_Passage for review_

---+---

The lower two-fifths

In the lowest 40% of the population, the immediate effects are even smaller. In the Tax Policy Center analysis, only 54% of the lowest quintile and 87% of the next quintile even get a tax cut. The average change in taxes is only $60 for the lowest quintile and $380 for the next. The average increases in after-tax income are 0.4% and 1.2% respectively.

The main reason why the impact is so small is that people with low incomes are not paying much federal income tax to begin with. They are often paying more in payroll taxes, and the bill provides no relief there. Consider a married couple with two children and an income of $45,000. Under the system in effect for 2017, they reduce their taxable income by taking a $4,050 personal exemption for each member of the household and a standard deduction of $12,700. That makes their taxable income low enough to put them in the 10% bracket, and their calculated tax low enough to be wiped out by their child tax credit of $1,000 per child. Cutting taxes for people who don’t pay much in taxes isn’t easy. Many families will experience what changes there are not as a cut in what they pay, but as a small increase in what the government pays them in refundable child tax credits.

That does not mean that low-income households have no stake in tax policy. Defenders of the legislation argue that it cuts taxes for the people who pay most of the taxes. That would be all well and good if the government were running a surplus, and could afford to send some tax revenue back where it came from. But when the government is running a deficit and having trouble paying for important things that need to be done, like rebuilding infrastructure and keeping Social Security solvent, borrowing more money in order to finance tax breaks for corporations and the wealthy makes less sense. Because the tax cuts for corporations and higher-income households will drive up the federal deficit by an estimated $1.45 trillion over ten years*, Republicans can be expected to drop the other shoe, calling for offsetting spending cuts. And since low-income households depend more on federal programs like Medicaid, Medicare and food stamps, they have the most to lose. In addition, the Congressional Budget Office projects that the repeal of the Obamacare insurance mandate will force health insurers to raise premiums 10% per year because they will have fewer healthy customers. That would make subsidized health insurance less affordable for low-income families. So the tax bill is a big deal for the rich, a small deal for the middle class, and a bad deal for the lower classes.

---+---

_Information supplied_

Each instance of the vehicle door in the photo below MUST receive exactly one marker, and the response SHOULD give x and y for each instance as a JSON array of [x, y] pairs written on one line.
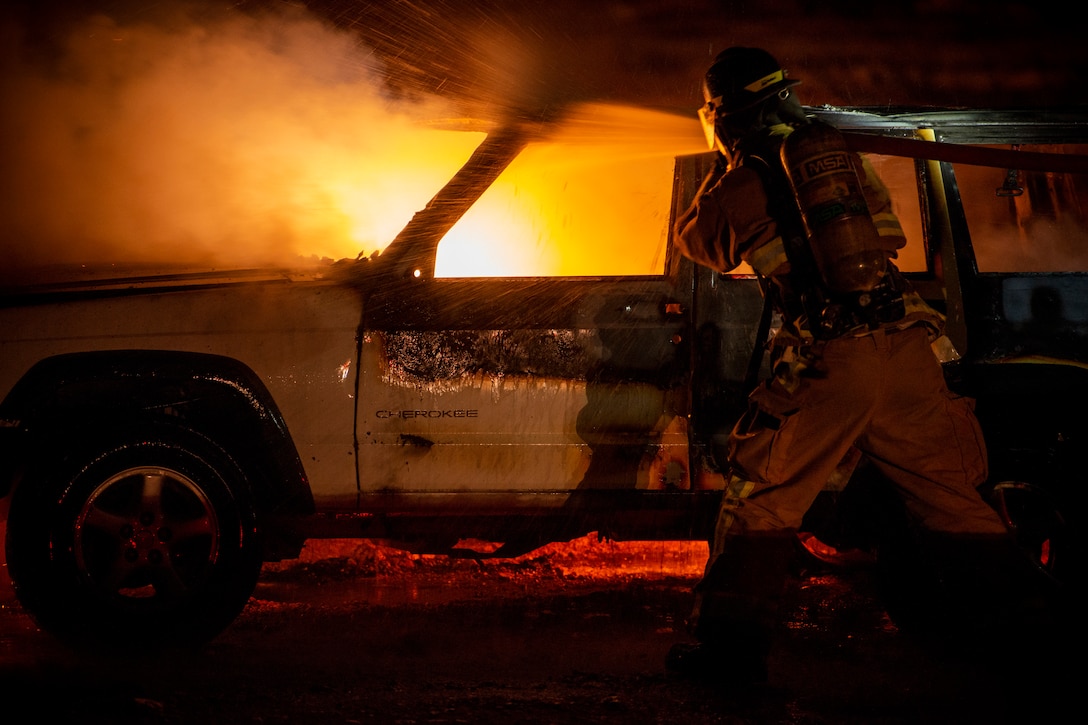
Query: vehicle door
[[549, 349]]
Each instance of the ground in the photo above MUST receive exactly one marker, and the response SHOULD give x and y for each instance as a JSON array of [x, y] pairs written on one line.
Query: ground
[[577, 633]]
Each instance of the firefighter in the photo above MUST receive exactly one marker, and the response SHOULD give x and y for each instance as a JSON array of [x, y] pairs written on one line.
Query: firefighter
[[856, 363]]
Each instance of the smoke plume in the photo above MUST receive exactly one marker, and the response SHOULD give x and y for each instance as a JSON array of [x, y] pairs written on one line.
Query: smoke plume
[[215, 138]]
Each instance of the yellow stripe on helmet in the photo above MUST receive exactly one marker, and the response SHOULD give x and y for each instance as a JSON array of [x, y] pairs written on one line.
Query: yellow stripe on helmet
[[765, 81]]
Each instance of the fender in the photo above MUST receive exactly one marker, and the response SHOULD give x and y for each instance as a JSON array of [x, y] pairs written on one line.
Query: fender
[[218, 395]]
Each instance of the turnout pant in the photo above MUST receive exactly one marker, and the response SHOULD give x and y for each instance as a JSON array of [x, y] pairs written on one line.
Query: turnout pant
[[884, 393]]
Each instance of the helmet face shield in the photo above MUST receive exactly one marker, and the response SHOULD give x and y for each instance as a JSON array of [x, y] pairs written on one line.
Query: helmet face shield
[[707, 117]]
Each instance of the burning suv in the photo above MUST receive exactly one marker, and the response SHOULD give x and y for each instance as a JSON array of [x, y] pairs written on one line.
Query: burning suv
[[529, 360]]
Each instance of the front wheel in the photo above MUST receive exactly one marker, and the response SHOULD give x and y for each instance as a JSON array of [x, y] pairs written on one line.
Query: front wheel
[[134, 541]]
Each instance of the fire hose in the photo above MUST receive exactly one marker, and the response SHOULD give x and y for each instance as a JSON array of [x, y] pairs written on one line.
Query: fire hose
[[978, 156]]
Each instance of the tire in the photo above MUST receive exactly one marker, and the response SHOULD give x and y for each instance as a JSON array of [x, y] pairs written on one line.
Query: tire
[[134, 541]]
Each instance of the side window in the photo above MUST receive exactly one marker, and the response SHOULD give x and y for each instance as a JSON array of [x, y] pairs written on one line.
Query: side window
[[560, 211], [1027, 221], [592, 200]]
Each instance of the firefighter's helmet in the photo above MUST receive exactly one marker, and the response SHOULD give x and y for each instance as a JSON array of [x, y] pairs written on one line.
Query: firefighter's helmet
[[739, 80]]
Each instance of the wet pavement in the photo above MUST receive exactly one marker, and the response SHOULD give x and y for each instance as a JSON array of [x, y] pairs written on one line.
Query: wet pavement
[[578, 633]]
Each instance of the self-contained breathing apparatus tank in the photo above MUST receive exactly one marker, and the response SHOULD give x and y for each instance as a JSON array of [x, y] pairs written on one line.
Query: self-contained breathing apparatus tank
[[841, 233]]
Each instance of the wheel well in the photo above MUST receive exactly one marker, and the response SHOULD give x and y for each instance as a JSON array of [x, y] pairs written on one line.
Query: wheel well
[[218, 396]]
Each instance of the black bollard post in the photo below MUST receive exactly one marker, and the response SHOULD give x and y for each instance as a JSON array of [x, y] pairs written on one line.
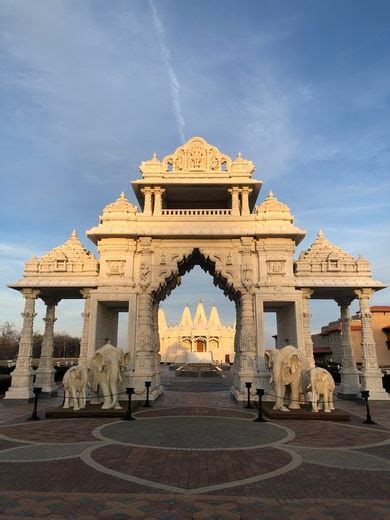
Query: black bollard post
[[128, 416], [260, 418], [365, 395], [248, 387], [34, 416], [148, 384]]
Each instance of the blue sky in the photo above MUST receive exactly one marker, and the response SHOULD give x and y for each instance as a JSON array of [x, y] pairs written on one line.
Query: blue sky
[[89, 89]]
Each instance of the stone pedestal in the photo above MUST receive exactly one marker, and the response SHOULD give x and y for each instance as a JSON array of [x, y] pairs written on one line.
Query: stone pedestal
[[371, 376], [22, 376]]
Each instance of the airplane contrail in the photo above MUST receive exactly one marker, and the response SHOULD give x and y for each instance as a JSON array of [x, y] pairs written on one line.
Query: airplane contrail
[[173, 81]]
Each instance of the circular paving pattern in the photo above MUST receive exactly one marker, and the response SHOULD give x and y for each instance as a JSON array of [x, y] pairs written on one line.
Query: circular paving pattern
[[195, 433]]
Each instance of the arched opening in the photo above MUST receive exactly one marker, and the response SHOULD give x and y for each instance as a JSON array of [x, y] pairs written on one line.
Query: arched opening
[[188, 333]]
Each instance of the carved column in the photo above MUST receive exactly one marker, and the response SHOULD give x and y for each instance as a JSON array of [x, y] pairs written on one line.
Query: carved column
[[306, 295], [83, 356], [129, 269], [245, 192], [147, 192], [350, 384], [235, 201], [245, 366], [22, 376], [371, 375], [158, 193], [145, 344], [45, 371]]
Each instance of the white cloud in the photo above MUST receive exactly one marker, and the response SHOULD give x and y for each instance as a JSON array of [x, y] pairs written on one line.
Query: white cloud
[[173, 79]]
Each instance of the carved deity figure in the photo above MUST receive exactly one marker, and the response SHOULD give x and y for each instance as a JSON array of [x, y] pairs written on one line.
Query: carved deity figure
[[246, 275], [145, 273]]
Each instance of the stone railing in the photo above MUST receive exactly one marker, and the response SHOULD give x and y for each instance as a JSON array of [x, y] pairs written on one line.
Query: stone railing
[[196, 212]]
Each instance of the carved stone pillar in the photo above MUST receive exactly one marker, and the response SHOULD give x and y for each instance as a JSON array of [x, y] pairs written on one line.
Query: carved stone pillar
[[158, 193], [129, 273], [235, 201], [371, 375], [245, 192], [306, 294], [350, 384], [45, 371], [83, 356], [245, 367], [147, 192], [22, 376], [146, 355]]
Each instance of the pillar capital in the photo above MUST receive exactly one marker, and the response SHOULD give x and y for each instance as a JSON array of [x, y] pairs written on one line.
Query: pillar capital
[[51, 301], [30, 293], [307, 293], [364, 293], [344, 301]]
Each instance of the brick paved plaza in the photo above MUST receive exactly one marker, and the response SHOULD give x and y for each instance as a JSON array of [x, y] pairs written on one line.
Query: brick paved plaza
[[195, 454]]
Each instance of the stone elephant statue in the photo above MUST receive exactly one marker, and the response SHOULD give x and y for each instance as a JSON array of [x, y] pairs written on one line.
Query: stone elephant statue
[[75, 387], [322, 386], [286, 366], [105, 371]]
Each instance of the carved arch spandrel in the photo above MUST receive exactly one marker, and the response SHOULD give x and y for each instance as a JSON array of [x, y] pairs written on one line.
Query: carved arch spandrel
[[168, 277]]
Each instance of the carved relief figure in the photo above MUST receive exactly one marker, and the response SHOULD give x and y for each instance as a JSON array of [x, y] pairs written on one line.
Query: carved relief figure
[[75, 387], [145, 273], [286, 370]]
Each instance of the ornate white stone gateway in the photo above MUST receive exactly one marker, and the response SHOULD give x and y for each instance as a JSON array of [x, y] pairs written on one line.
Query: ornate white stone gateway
[[197, 208]]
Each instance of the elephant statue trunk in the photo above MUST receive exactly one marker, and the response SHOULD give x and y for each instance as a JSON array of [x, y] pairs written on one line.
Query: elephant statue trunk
[[106, 367], [286, 370], [75, 387]]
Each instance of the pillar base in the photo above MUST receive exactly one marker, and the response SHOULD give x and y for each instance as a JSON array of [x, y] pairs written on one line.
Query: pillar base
[[45, 379], [21, 385], [373, 383]]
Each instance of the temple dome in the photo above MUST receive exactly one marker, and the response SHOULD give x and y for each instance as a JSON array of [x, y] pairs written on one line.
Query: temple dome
[[271, 209]]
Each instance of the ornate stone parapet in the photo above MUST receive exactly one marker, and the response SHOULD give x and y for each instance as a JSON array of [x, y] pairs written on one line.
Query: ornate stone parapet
[[45, 371], [147, 192], [245, 192], [22, 376], [158, 194], [306, 315], [371, 378], [350, 384]]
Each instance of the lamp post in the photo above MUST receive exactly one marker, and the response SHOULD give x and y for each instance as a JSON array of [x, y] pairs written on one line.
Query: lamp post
[[128, 416], [248, 387], [148, 384], [260, 418], [365, 395], [34, 416]]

---+---

_Questions_
1. In the passage on the tax bill and the lower two-fifths, what share of the lowest quintile gets a tax cut in the Tax Policy Center analysis?
2. Pick up the passage on the tax bill and the lower two-fifths after its last sentence and continue it.

_Answers by item number_
1. 54%

2.
Looking ahead

The Tax Policy Center projects that in 2027, after most of the individual tax cuts have expired, only 25% of taxpayers will still be getting a cut, while 53% will be paying a little more than they would under current law. One reason for that is that the bill changes the way tax brackets are indexed for inflation, and does it in a way that favors the government. For most people, however, any tax increases will be extremely small. The more important part of the story is that the top quintile will still see an average tax cut of $1,260 while people at other income levels get virtually nothing. That’s probably because the wealthy continue to benefit from the permanent cut in corporate taxes.

Instead of exaggerating any harm that will be done to the middle class after the individual tax cuts expire, we should instead be focusing on the potential harm to society in general if our government is deprived of the revenue it needs to address pressing social needs. The tax cut makes perfect sense to those who believe that government should sit back and wait for free markets to solve our problems. The number of people who believe that government has waited too long already seems to be growing, which may explain why this tax cut is the least popular one in modern American history. Republicans say that we will learn to love it. We’ll see.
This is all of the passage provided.